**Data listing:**
----------
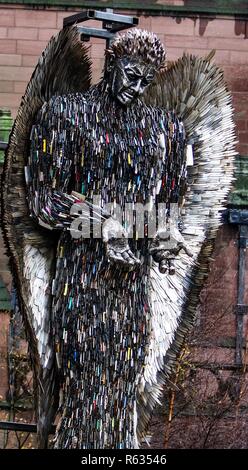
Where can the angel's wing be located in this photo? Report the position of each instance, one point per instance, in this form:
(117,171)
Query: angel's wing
(63,68)
(194,88)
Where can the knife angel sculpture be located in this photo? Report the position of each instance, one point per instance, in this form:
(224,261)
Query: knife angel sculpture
(106,316)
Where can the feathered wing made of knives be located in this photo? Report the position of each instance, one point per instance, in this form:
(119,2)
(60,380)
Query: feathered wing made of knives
(115,331)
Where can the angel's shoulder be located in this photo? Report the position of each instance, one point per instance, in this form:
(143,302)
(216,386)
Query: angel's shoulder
(167,118)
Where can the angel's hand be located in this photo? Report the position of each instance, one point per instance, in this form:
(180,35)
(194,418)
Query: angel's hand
(165,247)
(117,248)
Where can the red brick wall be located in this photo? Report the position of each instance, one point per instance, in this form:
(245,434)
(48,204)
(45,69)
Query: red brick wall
(24,33)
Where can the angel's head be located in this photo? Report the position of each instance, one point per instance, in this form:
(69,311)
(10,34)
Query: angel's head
(132,61)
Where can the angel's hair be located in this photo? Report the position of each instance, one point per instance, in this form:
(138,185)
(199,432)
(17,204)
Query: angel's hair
(138,43)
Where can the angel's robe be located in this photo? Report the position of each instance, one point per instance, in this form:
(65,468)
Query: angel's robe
(101,316)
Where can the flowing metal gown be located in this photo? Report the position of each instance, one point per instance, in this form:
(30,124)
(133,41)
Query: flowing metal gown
(100,314)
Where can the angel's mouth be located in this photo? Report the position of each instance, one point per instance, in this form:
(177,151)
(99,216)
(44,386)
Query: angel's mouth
(126,96)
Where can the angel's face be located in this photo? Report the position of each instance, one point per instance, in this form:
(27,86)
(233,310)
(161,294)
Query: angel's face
(129,79)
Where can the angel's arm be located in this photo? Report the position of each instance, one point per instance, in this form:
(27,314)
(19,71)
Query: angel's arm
(51,167)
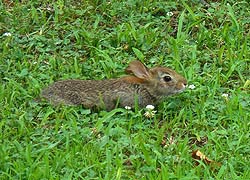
----------
**DIRECTIVE:**
From the records above, extract every line containing the word "sculpture", and copy each such line.

**SOLVED PROBLEM:**
Where can the knife angel sculpture be located in this photo? Report the position of each instance, one point per instance, in this form:
Query: knife angel sculpture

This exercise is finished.